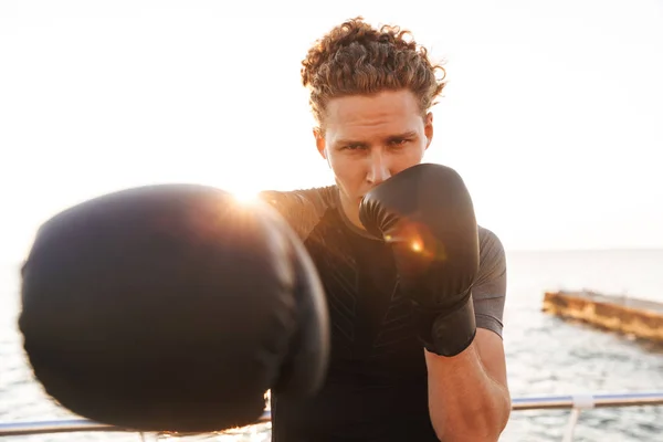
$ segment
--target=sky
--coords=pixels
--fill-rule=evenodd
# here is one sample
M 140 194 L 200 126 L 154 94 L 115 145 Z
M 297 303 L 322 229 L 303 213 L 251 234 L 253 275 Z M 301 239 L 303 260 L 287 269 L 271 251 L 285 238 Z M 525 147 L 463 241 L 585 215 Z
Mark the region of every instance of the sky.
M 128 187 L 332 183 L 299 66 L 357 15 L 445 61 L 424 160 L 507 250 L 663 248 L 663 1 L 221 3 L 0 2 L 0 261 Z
---
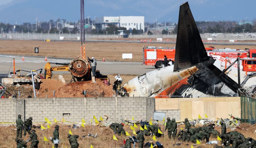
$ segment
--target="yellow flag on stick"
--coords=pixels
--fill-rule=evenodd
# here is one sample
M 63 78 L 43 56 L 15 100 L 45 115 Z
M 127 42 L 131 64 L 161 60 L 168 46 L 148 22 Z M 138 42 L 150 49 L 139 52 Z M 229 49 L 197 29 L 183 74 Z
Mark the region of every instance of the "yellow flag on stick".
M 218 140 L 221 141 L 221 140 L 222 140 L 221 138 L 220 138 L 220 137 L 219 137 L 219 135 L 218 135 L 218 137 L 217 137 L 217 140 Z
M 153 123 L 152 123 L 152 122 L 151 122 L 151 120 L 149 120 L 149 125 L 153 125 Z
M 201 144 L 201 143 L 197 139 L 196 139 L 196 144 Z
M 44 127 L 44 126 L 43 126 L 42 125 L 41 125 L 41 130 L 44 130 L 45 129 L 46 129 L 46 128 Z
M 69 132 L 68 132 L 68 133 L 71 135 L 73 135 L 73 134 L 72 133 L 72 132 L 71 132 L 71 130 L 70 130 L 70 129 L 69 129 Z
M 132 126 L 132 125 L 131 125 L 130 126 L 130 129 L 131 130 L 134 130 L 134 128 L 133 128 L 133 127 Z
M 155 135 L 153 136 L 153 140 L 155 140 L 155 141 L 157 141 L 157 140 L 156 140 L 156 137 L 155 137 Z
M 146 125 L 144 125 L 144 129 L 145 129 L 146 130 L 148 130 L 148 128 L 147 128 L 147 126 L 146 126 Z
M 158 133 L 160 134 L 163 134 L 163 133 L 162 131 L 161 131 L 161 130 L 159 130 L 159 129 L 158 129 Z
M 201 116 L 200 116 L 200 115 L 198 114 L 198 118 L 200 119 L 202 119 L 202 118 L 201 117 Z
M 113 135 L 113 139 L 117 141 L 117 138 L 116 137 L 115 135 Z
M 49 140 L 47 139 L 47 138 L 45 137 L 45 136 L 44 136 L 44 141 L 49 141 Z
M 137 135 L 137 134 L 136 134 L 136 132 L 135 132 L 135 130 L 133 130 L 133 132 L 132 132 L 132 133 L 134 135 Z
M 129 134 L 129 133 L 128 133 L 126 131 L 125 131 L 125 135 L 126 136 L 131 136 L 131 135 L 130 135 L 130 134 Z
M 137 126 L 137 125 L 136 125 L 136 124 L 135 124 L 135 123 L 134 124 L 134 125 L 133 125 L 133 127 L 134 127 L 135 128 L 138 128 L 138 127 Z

**WRITTEN TASK**
Find each line in the entries above that contains the string "yellow" and copy those lines. Letter case matters.

**WRITTEN REPLY**
--target="yellow flag on stick"
Mark the region of every instance of the "yellow flag on stick".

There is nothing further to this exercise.